Rewrite the lines from the one holding "[mask] outline mouth" through the one holding "[[[329,234],[373,233],[375,228],[362,217],[336,217],[321,230]]]", inclusive, substituting "nonzero" for "even-odd" and keeping everything else the same. Give only those lines, and leave out the pictures.

** Start INPUT ROWS **

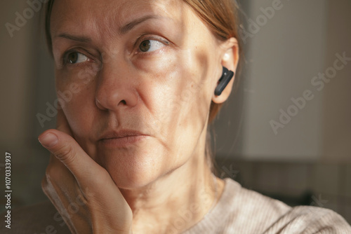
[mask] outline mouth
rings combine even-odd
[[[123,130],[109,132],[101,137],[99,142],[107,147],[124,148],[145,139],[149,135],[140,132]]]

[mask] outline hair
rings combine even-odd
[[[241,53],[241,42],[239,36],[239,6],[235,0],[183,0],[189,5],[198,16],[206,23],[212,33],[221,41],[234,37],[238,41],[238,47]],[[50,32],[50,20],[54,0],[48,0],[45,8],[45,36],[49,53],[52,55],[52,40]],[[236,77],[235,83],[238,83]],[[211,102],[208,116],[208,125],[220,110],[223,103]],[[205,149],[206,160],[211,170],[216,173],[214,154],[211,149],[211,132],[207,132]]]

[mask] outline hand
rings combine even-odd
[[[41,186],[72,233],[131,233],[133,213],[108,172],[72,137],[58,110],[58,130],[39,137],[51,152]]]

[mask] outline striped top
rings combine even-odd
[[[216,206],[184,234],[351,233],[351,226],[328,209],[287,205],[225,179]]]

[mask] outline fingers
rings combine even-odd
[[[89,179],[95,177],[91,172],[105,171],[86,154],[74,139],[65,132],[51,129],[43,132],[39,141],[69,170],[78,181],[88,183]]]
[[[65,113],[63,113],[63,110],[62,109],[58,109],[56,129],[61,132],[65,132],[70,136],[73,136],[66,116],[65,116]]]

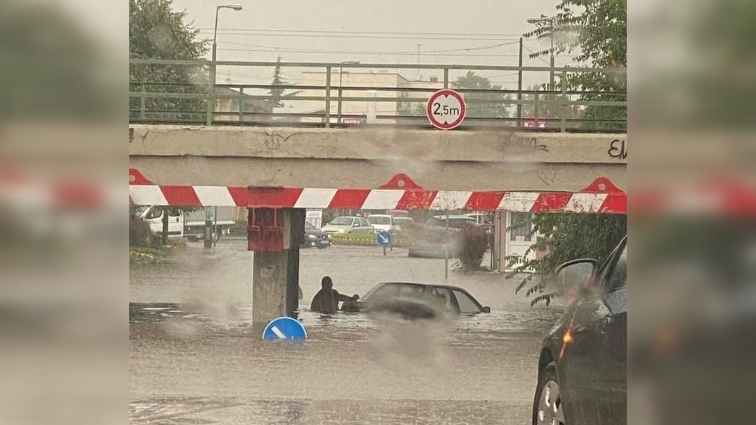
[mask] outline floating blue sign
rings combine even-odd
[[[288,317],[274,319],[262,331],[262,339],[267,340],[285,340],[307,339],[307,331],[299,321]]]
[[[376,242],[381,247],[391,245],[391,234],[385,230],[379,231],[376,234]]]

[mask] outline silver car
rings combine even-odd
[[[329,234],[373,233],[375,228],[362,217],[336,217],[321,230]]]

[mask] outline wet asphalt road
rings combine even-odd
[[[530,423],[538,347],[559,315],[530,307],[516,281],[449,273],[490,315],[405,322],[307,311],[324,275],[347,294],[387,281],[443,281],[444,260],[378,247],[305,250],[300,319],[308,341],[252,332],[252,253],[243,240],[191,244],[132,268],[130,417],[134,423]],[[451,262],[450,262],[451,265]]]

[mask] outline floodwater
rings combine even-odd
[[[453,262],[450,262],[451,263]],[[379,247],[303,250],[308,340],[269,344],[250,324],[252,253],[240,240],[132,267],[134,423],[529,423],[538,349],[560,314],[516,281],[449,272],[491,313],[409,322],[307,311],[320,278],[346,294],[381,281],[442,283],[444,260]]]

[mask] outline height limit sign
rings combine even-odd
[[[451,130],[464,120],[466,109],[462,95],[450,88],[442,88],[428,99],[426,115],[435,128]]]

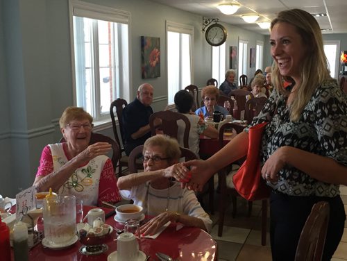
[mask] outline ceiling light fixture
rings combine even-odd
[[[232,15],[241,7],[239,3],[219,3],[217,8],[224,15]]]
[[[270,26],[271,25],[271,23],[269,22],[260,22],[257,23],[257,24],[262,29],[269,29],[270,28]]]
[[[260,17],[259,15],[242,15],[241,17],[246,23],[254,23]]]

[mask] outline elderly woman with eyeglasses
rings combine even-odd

** End INPUT ROWS **
** Start INPUT ROWS **

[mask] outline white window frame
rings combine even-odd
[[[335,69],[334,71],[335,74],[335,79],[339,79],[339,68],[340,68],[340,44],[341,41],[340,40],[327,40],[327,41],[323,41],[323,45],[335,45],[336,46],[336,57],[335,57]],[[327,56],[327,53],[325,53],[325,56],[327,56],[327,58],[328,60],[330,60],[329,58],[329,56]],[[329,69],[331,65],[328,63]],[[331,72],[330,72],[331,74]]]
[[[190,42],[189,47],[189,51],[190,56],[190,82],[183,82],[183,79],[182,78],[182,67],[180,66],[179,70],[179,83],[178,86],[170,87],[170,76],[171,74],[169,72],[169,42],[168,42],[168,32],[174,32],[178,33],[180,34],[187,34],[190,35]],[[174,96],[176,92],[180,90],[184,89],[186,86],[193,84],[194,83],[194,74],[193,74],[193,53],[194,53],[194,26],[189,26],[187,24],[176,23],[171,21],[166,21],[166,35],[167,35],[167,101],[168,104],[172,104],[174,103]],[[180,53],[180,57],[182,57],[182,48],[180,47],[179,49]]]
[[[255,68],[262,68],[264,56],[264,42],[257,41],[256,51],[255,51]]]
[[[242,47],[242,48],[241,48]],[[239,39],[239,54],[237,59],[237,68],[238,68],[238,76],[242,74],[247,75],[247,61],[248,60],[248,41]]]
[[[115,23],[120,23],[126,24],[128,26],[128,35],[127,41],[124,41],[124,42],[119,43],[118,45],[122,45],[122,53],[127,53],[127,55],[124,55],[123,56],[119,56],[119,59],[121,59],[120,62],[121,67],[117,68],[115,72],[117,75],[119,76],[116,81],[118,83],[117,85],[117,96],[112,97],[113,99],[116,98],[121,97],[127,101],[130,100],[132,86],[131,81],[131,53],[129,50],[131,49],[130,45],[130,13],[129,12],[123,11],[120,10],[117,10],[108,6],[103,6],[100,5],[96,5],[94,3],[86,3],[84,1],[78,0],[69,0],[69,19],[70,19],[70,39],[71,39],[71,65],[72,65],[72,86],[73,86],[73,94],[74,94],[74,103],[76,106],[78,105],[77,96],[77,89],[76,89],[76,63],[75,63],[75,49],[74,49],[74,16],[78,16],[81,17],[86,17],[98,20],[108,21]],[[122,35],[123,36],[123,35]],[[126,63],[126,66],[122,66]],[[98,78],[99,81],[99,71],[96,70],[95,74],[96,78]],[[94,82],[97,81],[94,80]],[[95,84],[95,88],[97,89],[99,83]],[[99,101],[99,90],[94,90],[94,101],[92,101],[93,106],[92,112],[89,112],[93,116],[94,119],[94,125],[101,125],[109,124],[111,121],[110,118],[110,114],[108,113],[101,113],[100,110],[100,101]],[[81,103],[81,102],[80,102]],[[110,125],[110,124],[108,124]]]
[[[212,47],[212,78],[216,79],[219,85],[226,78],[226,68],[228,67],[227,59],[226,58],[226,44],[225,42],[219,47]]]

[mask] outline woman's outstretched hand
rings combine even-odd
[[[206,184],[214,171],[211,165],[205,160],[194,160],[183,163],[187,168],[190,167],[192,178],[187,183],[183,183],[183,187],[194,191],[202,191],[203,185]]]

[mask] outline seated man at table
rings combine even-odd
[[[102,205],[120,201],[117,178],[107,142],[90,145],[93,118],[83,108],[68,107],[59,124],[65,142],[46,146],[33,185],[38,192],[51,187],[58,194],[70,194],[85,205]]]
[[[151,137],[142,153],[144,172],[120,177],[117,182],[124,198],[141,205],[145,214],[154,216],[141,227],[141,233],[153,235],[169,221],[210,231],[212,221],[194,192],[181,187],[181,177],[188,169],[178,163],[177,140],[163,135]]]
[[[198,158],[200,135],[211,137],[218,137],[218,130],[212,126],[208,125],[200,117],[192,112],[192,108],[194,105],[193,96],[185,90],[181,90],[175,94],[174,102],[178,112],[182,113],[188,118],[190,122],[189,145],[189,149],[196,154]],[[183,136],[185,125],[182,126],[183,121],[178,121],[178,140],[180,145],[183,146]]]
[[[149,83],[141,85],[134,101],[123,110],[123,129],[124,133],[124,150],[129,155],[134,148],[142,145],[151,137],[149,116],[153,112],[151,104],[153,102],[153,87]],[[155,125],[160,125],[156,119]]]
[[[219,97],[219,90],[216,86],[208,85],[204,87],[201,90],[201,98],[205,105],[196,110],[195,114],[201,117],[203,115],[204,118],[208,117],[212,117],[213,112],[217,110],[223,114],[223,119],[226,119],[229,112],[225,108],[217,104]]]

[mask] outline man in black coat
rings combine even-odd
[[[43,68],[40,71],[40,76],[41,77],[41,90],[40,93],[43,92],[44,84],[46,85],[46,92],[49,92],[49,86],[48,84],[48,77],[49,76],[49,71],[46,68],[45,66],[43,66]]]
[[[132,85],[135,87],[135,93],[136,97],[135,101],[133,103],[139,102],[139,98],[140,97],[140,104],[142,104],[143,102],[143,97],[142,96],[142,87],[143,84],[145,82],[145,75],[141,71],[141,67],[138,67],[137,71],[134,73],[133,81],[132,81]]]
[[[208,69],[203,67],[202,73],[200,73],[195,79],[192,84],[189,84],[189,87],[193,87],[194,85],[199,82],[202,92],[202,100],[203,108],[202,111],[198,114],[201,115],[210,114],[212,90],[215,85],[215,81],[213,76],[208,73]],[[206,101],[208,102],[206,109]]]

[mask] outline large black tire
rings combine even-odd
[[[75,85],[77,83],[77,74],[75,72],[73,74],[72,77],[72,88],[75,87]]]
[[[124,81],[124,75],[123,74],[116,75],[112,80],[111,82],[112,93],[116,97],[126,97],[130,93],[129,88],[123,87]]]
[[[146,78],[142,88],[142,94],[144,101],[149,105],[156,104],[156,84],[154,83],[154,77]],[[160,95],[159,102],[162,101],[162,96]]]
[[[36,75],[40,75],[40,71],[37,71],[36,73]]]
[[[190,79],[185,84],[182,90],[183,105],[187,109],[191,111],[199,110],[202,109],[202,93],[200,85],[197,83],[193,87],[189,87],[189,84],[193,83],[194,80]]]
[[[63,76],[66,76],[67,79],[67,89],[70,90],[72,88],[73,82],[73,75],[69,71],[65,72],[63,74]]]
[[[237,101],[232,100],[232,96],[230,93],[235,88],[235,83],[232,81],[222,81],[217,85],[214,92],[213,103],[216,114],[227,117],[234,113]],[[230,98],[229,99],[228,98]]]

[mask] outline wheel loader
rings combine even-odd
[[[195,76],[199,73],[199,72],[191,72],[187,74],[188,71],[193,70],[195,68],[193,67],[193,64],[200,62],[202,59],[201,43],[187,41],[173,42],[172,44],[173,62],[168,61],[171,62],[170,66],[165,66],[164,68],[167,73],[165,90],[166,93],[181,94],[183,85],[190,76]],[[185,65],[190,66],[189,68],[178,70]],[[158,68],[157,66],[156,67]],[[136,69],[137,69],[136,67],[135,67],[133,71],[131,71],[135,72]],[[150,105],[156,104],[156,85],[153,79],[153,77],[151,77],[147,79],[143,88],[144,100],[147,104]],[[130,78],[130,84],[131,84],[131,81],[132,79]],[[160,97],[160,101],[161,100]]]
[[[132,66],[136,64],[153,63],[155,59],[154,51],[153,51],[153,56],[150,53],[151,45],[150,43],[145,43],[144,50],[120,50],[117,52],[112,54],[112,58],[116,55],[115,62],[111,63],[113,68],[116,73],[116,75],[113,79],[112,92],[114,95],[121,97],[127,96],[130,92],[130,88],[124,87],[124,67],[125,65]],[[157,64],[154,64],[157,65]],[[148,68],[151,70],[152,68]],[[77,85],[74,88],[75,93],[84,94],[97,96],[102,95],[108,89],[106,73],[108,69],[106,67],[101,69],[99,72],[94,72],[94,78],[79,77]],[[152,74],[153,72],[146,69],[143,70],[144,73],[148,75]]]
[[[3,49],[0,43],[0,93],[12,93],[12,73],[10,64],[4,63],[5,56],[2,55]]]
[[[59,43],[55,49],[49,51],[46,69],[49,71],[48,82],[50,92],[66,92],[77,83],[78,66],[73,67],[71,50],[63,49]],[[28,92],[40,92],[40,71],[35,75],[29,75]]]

** End INPUT ROWS **
** Start INPUT ROWS **

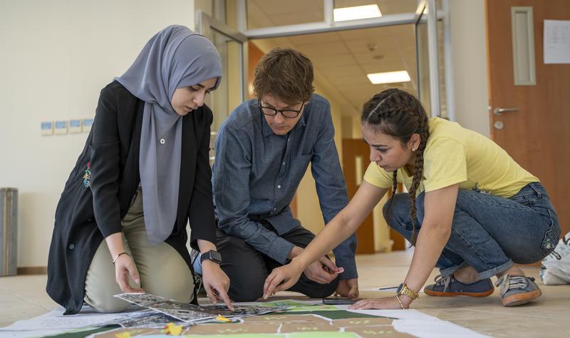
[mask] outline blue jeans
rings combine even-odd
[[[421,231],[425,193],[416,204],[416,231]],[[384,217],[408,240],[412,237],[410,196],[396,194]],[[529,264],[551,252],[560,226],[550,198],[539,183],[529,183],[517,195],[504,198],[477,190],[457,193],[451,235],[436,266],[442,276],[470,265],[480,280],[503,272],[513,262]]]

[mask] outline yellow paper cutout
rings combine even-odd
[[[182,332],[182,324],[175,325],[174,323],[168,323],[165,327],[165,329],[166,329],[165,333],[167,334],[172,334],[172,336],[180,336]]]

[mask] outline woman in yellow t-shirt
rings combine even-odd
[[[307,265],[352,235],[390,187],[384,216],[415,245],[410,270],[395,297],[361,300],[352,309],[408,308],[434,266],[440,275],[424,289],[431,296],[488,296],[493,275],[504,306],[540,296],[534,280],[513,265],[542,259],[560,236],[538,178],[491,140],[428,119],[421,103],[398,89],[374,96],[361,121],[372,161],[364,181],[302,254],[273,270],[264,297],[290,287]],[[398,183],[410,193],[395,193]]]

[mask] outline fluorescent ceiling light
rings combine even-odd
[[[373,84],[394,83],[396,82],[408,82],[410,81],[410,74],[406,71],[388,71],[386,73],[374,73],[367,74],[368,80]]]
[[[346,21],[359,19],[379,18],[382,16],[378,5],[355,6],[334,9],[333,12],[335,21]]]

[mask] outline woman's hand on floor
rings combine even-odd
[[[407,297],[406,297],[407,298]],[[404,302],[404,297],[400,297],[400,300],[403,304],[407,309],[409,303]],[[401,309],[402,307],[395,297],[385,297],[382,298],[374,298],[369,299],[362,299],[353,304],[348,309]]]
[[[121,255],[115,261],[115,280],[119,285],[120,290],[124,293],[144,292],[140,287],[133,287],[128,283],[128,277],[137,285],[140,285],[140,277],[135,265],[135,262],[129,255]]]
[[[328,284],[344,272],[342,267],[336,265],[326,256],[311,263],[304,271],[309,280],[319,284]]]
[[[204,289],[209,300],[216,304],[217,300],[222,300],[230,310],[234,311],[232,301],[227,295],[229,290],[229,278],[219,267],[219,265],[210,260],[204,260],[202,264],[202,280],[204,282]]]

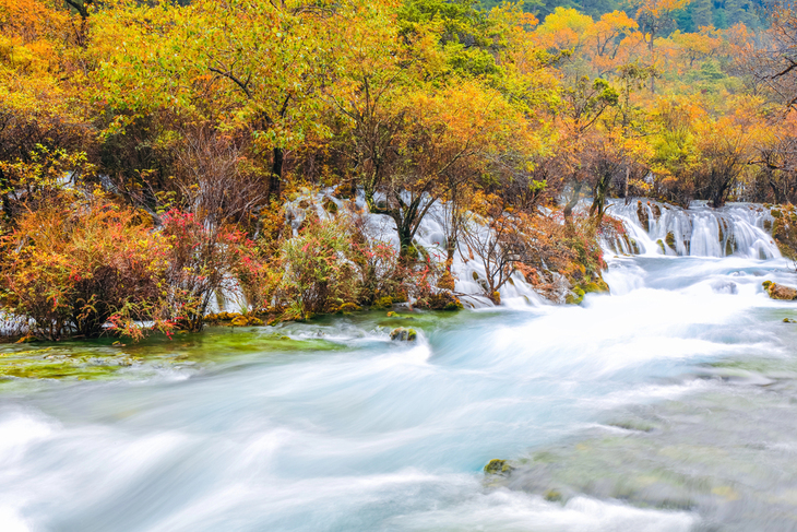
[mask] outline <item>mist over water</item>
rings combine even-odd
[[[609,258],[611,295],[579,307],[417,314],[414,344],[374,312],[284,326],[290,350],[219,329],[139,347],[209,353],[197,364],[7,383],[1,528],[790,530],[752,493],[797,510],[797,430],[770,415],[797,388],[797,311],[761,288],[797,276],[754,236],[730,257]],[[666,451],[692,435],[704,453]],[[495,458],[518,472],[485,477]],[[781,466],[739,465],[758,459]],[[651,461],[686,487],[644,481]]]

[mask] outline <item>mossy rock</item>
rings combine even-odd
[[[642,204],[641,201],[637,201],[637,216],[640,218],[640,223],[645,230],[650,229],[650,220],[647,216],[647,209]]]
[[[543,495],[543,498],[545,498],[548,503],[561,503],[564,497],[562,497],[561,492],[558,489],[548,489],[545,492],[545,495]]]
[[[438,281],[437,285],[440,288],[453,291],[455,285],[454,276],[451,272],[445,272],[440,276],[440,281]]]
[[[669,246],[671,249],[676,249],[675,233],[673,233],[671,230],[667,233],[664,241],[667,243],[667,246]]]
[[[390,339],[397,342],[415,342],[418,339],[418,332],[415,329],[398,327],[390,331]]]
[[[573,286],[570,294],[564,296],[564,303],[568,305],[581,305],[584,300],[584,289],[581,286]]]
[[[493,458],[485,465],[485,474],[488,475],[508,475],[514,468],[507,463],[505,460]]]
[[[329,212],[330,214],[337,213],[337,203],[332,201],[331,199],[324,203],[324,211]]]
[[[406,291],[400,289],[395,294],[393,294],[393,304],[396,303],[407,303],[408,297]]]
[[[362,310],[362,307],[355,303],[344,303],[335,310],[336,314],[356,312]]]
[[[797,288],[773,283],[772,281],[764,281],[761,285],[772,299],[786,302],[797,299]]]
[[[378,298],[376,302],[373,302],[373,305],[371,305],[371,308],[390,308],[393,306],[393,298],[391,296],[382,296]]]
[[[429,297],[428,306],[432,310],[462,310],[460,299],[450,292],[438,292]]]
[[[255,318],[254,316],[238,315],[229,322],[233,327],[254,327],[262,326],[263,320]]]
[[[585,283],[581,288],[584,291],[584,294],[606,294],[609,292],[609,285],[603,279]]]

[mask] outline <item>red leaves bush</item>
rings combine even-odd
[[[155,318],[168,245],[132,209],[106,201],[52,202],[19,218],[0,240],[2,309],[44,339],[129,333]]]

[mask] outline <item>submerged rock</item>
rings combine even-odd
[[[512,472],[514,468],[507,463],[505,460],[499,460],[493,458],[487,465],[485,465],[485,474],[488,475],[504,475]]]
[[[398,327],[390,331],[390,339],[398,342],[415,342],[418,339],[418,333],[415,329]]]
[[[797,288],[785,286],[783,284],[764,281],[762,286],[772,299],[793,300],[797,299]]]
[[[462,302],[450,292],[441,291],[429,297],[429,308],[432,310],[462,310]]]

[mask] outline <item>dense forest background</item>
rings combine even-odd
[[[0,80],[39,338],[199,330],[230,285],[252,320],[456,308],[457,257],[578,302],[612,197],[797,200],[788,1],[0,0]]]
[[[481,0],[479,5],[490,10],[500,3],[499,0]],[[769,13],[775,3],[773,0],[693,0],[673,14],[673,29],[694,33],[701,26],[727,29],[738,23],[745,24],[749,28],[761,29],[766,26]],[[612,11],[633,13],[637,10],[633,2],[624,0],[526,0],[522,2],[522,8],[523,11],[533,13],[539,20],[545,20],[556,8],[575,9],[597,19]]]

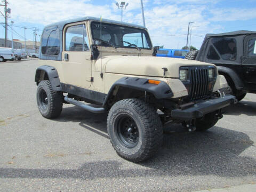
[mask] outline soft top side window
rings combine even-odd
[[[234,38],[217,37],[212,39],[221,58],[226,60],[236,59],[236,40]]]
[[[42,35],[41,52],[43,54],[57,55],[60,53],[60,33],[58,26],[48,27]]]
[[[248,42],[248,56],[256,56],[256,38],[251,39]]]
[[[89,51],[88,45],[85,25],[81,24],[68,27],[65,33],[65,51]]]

** End INPUT ROWS **

*WRITTEN RESPONSE*.
[mask] outline mouth
rings combine nonzero
[[[123,130],[109,132],[101,137],[99,142],[107,147],[124,148],[145,139],[149,135],[140,132]]]

[mask] outline hair
rings combine nonzero
[[[241,53],[241,42],[239,36],[239,6],[235,0],[183,0],[189,5],[198,16],[206,23],[212,33],[221,41],[234,37],[238,41],[238,47]],[[50,32],[50,20],[54,0],[48,0],[45,8],[45,36],[49,53],[52,55],[52,40]],[[236,77],[235,83],[238,83]],[[211,102],[208,116],[208,125],[220,110],[223,103]],[[205,149],[206,160],[211,170],[216,173],[214,154],[211,149],[211,132],[207,132]]]

[mask] outline hand
rings combine nonzero
[[[41,186],[72,233],[131,233],[133,213],[108,172],[72,137],[58,110],[58,130],[39,137],[51,152]]]

[mask] outline striped top
rings combine nonzero
[[[216,206],[184,234],[351,233],[351,226],[328,209],[287,205],[225,179]]]

[mask] outline fingers
rings combine nonzero
[[[89,179],[95,177],[91,172],[105,171],[86,154],[74,139],[65,132],[51,129],[43,132],[39,141],[69,170],[78,181],[88,183]]]
[[[65,113],[63,113],[63,110],[62,109],[58,109],[56,129],[61,132],[65,132],[70,136],[73,136],[66,116],[65,116]]]

[mask] outline floating blue sign
rings combine nonzero
[[[288,317],[274,319],[262,331],[262,339],[267,340],[285,340],[307,339],[307,331],[299,321]]]
[[[376,242],[381,247],[391,245],[391,234],[385,230],[379,231],[376,234]]]

[mask] outline silver car
rings combine nonzero
[[[329,234],[373,233],[375,228],[362,217],[336,217],[321,230]]]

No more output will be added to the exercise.